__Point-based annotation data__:
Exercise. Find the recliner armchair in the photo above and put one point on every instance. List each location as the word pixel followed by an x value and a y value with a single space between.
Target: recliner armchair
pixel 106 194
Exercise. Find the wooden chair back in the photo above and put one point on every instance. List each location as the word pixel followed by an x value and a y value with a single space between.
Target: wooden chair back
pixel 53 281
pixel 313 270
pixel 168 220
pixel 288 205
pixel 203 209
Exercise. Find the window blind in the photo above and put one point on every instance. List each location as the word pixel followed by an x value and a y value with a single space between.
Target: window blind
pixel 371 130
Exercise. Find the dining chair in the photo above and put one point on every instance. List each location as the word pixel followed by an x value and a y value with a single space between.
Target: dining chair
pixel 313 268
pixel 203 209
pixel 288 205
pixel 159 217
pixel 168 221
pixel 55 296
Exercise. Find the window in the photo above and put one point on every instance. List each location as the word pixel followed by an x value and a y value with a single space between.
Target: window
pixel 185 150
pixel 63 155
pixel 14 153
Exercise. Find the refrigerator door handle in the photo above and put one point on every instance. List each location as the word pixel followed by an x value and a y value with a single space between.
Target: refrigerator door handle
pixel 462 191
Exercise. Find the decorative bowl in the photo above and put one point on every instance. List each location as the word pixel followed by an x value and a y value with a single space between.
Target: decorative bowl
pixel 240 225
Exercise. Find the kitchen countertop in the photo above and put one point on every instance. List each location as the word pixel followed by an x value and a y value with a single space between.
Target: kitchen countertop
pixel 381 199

__EXERCISE DETAILS__:
Turn the lines from the one that contains "Exercise. Find the dining" through the end of the items into a numbered list, leaving out any blank lines.

__ANSWER TO THIS PROBLEM__:
1. Exercise. Find the dining chair in the photo above and put one point on every instance. List each location as the word pixel followed by an x value and a y value with a single space between.
2. Target: dining chair
3. pixel 313 268
4. pixel 203 209
5. pixel 288 205
6. pixel 159 217
7. pixel 168 221
8. pixel 55 296
9. Exercise. Find the window in the photo above and put one point on every instance. List each location as the word pixel followed by an x value and a y value with a single space between.
10. Target: window
11. pixel 185 150
12. pixel 63 155
13. pixel 14 153
14. Exercise. Find the refrigerator door handle in the photo above and put one point on every instance. List each location as the word pixel followed by an x value and a y value with a single space between.
15. Target: refrigerator door handle
16. pixel 462 191
17. Exercise. Find the decorative bowl in the photo above and put one point on every instance. List each location as the word pixel followed by an x value and a y value with a single space between.
18. Target: decorative bowl
19. pixel 240 225
20. Exercise. Find the kitchen countertop in the photo above and put one point on every instance. List each location as the word pixel followed by an x value and a y value with a single space between.
21. Target: kitchen countertop
22. pixel 381 199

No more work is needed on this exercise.